Supplied text>
IT leaders have a tremendous influence on how their organization functions, setting the tone for how their teams respond to digital transformation and approach strategic challenges. Though economists are warning of a multi-year recession, Gartner predicts that IT spending will increase in 2023. As a result, IT decision makers are feeling the pressure to invest wisely when it comes to software applications, while also finding savings to offset some of the rising costs. However, research shows IT leaders don't understand how their employees are using company-issued tools.

The result? Expenses are higher than necessary, there is poor employee technology adoption — and the related risk of either under or over provisioning — and there is a lack of productivity associated with inconsistent configurations.


What Aren't IT Pros Seeing and What Is it Costing Them?

A recent study revealed only an alarming 5% of IT decision makers who report having complete visibility into employee adoption and usage of company-issued applications, demonstrating they are often unknowingly careless when it comes to software investments that can ultimately be costly in terms of time and resources.

Written instruction a>
Please retype the passage on IT leaders and software spending, starting with "The result? Expenses" and going on through "with inconsistent configurations.".

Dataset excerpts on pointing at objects

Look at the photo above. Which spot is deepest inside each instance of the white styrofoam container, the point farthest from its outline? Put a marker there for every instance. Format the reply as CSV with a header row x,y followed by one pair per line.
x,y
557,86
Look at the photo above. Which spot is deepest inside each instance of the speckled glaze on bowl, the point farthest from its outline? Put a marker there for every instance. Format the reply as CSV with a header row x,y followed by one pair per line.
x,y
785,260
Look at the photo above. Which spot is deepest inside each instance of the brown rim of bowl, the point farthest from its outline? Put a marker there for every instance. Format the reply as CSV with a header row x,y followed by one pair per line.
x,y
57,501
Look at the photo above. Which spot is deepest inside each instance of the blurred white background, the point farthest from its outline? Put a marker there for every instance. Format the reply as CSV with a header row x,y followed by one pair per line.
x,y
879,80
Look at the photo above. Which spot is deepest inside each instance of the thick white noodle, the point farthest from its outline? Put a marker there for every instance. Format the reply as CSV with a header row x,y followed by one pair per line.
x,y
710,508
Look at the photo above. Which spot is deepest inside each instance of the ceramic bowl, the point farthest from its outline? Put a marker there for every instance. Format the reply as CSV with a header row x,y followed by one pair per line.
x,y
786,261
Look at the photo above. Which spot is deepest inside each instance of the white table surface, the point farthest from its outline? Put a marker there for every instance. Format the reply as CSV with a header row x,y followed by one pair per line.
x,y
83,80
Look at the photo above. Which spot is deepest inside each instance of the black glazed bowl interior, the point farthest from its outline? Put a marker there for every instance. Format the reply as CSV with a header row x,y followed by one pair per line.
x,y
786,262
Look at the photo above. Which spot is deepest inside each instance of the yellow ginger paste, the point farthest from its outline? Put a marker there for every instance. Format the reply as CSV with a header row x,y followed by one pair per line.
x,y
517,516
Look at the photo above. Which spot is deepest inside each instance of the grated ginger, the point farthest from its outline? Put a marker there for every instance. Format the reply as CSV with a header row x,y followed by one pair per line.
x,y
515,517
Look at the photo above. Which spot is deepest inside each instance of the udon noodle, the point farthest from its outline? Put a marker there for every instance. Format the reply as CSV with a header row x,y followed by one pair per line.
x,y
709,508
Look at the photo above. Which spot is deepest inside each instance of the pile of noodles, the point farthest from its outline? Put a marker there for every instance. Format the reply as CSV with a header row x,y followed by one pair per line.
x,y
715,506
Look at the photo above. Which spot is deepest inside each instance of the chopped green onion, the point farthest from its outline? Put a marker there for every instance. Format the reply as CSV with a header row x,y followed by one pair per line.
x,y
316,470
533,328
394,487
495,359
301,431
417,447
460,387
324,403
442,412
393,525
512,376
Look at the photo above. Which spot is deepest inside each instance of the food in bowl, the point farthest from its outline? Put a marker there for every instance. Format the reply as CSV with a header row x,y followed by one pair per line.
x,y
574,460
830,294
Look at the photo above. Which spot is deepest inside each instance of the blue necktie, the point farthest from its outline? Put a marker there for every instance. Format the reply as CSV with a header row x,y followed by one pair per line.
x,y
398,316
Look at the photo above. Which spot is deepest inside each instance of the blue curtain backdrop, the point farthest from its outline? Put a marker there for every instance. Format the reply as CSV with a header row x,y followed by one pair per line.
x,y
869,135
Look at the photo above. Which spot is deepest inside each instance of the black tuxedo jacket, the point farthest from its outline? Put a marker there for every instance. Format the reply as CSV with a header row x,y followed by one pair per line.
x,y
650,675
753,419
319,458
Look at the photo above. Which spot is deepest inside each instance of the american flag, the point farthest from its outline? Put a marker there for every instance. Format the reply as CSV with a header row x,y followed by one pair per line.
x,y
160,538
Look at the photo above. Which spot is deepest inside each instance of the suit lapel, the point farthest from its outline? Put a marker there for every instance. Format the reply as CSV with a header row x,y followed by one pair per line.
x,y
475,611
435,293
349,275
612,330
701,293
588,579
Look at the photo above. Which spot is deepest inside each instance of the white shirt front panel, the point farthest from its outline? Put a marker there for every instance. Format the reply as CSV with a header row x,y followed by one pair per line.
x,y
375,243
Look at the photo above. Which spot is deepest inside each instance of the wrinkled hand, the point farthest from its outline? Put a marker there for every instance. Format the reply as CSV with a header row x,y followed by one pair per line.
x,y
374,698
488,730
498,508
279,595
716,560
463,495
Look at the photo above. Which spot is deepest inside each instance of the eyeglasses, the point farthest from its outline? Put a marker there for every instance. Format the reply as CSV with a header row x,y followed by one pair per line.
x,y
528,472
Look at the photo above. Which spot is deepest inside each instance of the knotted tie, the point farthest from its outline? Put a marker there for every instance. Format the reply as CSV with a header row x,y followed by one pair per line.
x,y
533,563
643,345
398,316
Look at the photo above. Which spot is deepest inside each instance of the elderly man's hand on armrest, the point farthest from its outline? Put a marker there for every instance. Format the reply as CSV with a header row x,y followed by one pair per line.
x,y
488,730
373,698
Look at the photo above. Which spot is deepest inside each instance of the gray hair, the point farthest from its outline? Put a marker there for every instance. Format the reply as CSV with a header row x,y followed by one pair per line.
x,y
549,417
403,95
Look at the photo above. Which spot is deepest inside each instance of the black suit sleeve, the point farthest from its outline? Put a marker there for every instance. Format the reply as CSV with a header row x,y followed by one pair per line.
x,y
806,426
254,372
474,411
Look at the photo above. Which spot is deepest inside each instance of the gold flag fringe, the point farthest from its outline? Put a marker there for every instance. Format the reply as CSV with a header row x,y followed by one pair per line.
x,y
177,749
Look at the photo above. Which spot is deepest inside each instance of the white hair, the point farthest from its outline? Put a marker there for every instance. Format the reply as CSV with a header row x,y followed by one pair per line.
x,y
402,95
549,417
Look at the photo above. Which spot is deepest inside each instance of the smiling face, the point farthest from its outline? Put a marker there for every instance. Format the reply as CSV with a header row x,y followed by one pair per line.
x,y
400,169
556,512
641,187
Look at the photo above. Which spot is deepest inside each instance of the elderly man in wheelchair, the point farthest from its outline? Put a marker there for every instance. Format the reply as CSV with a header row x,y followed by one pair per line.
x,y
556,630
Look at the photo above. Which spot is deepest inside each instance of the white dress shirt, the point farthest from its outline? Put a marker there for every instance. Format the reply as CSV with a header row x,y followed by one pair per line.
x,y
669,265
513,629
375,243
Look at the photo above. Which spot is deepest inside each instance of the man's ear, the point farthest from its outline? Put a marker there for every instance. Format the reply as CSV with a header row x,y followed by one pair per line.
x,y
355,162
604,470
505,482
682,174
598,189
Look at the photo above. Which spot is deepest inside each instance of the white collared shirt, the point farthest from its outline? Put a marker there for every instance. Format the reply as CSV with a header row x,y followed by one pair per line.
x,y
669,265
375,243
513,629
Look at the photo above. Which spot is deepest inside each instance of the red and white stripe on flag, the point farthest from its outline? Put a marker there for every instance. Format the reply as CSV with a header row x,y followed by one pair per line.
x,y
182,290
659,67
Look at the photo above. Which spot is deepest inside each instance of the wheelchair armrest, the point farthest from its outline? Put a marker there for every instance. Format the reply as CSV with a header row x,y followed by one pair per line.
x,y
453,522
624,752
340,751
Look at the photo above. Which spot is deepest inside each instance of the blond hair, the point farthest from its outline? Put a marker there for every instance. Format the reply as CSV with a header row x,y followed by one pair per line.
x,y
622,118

Written instruction b>
Pull out every line of the listing that contains the word "interior".

Output a>
The result? Expenses are higher than necessary, there is poor employee technology adoption — and the related risk of either under or over provisioning — and there is a lack of productivity associated with inconsistent configurations.

Output b>
Look at the photo above. Which spot is deepest inside each instance of the black glazed bowl interior, the point farthest from its outline? Put a marker there for every instance. Format the reply as CSV with a header row x,y followed by one pair per line.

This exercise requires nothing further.